WORK REQUIRED: Your output is the line containing "Could you point to the shelving" plus all lines after it to the end of the records, reproduced exactly, with nothing else.

_ _ _ _ _

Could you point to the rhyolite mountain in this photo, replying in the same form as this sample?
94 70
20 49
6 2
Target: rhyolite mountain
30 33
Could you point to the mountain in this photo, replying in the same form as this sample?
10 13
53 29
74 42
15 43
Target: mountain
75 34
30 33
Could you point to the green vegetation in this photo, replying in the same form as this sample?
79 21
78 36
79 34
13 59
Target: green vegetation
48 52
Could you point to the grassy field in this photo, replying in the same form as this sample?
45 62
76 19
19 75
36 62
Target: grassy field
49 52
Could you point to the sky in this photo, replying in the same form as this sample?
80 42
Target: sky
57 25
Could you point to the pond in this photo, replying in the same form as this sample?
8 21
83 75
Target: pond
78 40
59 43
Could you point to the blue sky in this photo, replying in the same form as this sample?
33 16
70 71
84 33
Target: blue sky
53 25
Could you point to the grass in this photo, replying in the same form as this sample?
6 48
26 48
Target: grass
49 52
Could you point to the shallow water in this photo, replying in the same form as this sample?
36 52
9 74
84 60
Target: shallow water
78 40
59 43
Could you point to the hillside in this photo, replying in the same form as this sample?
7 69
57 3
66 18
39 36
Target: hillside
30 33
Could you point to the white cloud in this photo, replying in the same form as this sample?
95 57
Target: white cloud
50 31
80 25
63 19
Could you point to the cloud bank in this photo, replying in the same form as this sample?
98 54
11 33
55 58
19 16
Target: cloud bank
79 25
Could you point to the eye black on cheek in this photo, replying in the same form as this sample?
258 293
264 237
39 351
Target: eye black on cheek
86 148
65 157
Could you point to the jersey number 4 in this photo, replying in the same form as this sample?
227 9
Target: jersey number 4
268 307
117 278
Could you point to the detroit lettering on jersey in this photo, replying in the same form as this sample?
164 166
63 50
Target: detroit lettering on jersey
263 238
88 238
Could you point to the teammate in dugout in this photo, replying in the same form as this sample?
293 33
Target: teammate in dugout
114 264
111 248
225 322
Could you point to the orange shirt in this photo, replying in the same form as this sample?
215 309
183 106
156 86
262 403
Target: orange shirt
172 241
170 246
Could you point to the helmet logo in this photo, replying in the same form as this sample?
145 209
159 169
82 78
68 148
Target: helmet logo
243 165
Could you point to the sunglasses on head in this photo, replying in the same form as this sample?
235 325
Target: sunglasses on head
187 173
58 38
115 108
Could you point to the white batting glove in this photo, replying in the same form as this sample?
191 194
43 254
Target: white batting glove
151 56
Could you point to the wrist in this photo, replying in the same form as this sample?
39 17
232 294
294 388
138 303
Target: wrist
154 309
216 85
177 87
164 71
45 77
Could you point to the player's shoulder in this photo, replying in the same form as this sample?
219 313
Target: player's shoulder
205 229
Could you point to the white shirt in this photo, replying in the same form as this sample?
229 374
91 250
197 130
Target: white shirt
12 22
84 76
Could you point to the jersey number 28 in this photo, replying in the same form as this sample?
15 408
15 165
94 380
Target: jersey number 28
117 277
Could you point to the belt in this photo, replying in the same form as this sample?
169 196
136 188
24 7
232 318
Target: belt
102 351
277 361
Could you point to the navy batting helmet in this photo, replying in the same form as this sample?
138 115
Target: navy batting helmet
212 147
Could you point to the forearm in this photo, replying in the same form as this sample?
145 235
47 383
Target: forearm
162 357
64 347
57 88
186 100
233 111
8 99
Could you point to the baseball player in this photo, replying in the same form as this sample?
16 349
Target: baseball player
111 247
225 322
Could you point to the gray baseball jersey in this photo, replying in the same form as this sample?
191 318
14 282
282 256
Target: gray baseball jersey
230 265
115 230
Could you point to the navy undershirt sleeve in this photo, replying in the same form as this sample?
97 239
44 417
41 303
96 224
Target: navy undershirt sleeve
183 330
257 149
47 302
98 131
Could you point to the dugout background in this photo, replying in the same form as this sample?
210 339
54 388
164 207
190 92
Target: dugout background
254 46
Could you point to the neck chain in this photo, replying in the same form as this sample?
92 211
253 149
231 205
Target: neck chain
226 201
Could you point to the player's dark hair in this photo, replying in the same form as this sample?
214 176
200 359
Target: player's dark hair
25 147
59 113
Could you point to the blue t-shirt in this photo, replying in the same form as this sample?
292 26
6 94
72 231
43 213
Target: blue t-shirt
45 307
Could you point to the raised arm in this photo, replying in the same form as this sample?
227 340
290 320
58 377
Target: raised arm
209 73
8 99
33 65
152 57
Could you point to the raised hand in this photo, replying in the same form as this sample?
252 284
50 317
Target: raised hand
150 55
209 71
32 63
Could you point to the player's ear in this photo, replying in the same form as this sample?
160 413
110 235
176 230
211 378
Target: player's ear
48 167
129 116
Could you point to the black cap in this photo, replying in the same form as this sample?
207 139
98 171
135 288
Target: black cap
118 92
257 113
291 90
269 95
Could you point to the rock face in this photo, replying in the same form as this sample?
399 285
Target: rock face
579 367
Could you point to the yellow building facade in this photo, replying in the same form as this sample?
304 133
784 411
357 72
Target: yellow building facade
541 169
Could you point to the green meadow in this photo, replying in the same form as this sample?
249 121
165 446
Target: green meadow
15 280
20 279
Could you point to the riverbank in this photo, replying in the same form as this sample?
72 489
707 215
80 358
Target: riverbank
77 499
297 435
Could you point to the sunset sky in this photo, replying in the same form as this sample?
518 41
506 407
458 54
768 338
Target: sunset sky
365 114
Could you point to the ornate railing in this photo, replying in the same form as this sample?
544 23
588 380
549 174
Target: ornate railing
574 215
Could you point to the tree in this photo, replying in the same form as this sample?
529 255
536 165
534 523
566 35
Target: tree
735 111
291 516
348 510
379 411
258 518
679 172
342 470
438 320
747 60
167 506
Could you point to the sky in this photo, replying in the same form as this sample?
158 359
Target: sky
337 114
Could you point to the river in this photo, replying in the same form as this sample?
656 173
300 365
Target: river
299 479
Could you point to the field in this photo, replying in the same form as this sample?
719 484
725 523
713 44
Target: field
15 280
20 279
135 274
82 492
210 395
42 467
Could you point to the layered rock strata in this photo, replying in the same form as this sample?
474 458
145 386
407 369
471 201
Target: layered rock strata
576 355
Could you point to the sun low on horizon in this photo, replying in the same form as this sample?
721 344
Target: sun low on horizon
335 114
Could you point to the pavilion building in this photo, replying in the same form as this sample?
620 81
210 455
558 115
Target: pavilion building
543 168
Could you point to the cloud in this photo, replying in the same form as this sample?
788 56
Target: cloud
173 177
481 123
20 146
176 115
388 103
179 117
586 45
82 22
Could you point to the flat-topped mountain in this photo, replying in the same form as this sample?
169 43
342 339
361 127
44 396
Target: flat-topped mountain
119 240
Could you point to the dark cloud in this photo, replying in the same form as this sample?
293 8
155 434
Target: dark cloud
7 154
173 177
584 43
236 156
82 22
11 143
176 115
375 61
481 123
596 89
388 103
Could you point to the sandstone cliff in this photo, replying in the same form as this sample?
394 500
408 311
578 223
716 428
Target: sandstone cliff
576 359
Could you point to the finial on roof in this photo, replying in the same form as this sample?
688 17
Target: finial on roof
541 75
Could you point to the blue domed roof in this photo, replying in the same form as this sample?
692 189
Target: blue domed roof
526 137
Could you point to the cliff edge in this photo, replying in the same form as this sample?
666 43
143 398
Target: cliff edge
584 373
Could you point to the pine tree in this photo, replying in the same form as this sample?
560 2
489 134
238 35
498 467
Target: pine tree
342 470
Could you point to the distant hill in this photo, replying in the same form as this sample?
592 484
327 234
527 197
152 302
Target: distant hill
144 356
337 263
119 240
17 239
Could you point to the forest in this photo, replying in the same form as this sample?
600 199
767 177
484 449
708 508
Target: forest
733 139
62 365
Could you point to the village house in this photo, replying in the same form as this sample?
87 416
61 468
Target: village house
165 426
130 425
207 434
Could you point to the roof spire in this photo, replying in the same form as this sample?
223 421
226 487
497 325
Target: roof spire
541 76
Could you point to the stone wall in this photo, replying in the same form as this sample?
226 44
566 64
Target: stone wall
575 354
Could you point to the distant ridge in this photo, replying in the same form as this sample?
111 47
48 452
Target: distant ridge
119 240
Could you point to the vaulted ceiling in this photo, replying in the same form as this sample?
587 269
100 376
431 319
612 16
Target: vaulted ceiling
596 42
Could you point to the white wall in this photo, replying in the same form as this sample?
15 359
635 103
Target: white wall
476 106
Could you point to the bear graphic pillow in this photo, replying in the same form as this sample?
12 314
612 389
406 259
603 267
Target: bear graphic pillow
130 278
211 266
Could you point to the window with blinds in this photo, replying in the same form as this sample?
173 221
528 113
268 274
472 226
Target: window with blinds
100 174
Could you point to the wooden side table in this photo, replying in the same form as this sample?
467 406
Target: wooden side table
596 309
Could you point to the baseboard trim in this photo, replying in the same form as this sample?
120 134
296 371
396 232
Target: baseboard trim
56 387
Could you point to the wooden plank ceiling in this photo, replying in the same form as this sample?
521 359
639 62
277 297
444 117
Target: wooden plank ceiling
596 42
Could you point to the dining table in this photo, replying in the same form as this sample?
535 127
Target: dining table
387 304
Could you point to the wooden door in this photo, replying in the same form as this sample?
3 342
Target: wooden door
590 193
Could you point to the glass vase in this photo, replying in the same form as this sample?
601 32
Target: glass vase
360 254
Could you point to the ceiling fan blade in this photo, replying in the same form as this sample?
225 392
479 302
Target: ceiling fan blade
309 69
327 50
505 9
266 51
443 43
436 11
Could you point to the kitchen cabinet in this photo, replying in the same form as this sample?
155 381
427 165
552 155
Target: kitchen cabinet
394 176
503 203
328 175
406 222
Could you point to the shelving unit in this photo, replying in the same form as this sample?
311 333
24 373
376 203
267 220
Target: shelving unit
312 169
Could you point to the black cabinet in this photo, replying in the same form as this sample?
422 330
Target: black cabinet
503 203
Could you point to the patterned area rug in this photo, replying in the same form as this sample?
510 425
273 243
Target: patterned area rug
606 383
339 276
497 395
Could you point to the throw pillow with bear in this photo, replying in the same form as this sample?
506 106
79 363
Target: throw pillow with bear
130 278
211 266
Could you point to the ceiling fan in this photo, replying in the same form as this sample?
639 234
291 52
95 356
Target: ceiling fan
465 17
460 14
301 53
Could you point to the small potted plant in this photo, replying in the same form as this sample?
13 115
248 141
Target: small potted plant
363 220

_ _ _ _ _

OUTPUT FOR THIS TASK:
Could you point to the shelving unit in this photo, replying in the same form as this sample?
311 333
24 373
376 203
267 220
Target: shelving unit
312 169
Could you point to the black cabinet in this photo, replying in the same form as this sample?
422 330
Target: black cabinet
503 203
Could you point to the patterned area rug in this photo, replying in the same form as this sample?
510 425
273 243
Target: patterned area rug
606 383
339 276
497 395
Could you point to the throw pillow with bear in this photo, replying in the same form as this sample?
506 106
79 363
Target: throw pillow with bear
130 278
211 266
Could you point to the ceiling fan in this photo, replying in the same form as this sample?
639 234
291 52
95 356
Target: ceiling fan
465 17
460 14
301 53
Could you point to the small potted plant in this photo, replying in the same form as this sample?
13 115
248 141
Target: small potted plant
363 220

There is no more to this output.